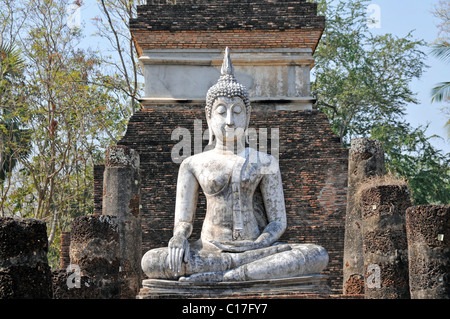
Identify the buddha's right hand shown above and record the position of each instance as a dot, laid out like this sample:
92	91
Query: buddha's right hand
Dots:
178	252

----------------------------------------

== WHAT YOU ARE ASKED TO DO ==
Copy the records above line for line, without any changes, and leave the pictures out.

== CORRECT RESULT ==
Identify the buddha's right hand shown above and record the position of each instance as a dot, laid out like this sample:
92	91
Query: buddha's right hand
Dots:
178	252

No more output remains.